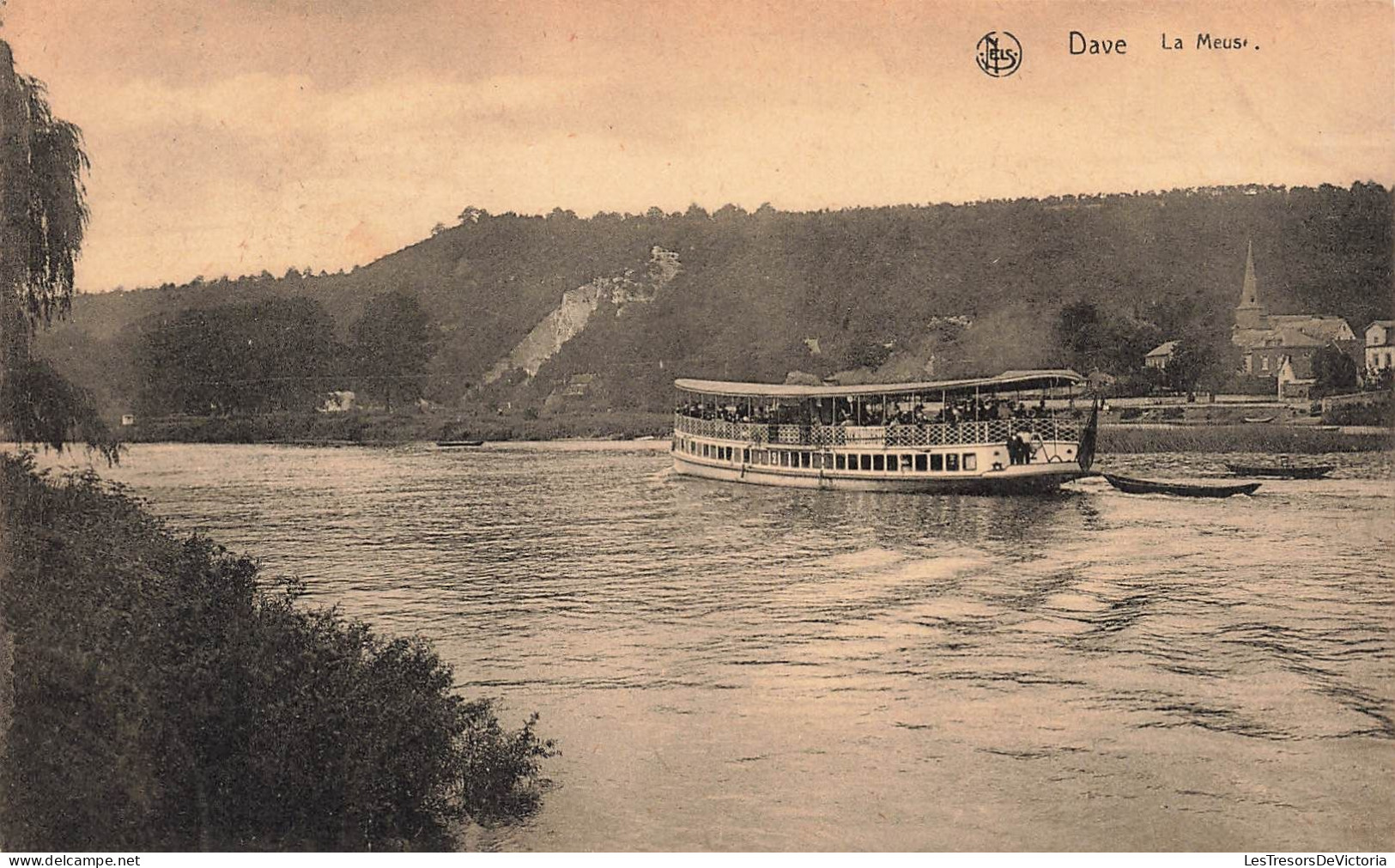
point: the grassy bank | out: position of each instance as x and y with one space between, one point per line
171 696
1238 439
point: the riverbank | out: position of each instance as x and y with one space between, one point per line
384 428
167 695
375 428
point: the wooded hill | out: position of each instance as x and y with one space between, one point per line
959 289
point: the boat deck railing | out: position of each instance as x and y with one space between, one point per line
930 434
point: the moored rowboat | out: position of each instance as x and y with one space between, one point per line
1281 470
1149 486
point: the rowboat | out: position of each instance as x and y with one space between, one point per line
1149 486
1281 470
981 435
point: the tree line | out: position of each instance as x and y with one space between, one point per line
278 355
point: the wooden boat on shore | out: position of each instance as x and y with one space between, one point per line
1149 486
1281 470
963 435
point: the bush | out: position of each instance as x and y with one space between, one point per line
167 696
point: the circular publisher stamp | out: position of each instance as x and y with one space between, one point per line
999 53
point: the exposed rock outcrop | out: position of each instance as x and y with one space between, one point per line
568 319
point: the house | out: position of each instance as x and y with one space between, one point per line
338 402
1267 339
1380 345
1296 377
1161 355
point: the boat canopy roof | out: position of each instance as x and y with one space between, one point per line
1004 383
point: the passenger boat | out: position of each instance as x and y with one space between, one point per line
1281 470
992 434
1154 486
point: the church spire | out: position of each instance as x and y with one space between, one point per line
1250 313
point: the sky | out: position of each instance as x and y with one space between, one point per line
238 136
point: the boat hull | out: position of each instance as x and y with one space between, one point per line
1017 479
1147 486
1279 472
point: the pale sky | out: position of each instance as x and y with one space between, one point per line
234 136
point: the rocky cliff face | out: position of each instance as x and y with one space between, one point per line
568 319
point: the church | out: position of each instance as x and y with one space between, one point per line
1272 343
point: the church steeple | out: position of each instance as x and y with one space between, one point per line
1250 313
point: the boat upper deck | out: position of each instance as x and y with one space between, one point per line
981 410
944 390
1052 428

◆ ◆ ◆ ◆ ◆ ◆ ◆

REQUEST => Transcribe the material exactly, leaving every picture out.

WRITTEN REPLY =>
point: the grassy bank | out: position of each instance as x and y with one space between, one point per line
171 696
1238 439
point: the riverbank | out: position of each instance as x and y with one space between, one point per line
384 428
167 695
375 428
point: the wooded hill | out: position of each instance as x and y with one space between, one point per line
959 289
point: the boat deck railing | out: position of each instance as x and y with one space between, one point per line
930 434
point: the moored rowboat | out: position of each instance as x and y with one space between, one point per line
1281 470
1149 486
point: the rowboat | out: position of each instance as x and y with one space between, one point per line
1149 486
1281 470
981 435
point: the tree line | out: position of each instance as x and y with one space between, one point per line
278 355
point: the wooden boat on shore | out: position of each instance as x and y with one space between, one point per line
1149 486
1281 470
963 435
point: the bush | out: position of each instance as x and y with one space between, one point per line
167 696
point: the circular publisher stamp | out: position of each instance as x and y with one space between, one point per line
999 53
point: the exposed rock outcrop | out: position of each instance as x and y with one space between, one point per line
568 319
point: the house | out: position of each instance as x and y with one space between, one point per line
338 402
1267 339
1380 345
1296 377
1161 355
point: the boat canopy roof | out: position of each instance as x and y with one space between, one point per line
1004 383
point: the passenger boat | out: position of each instance as x and y with one space between, one point per line
1281 470
992 434
1154 486
point: the church spire | out: position of each instance as x and y with one space between, one point per line
1250 313
point: the sky | out: position of each instance as x and y with one space between, one point per line
238 136
point: the boat hull | out: position of each instance as x and y with one space between, one point per line
1017 479
1147 486
1279 472
point: the pale sky | out: position of each instance as x and y with one space between, one point per line
234 136
point: the rocky cliff face | out: position of each instance as x and y with one space between, one point per line
568 319
point: the church | out: position of each instance as x and y with one space between, one point per line
1272 343
point: the church steeple | out: position of each instance as x and y with one space between, one point per line
1250 313
point: the boat upper deck | out: position of each instance as x and y with one space between, one point per line
981 410
944 390
1052 428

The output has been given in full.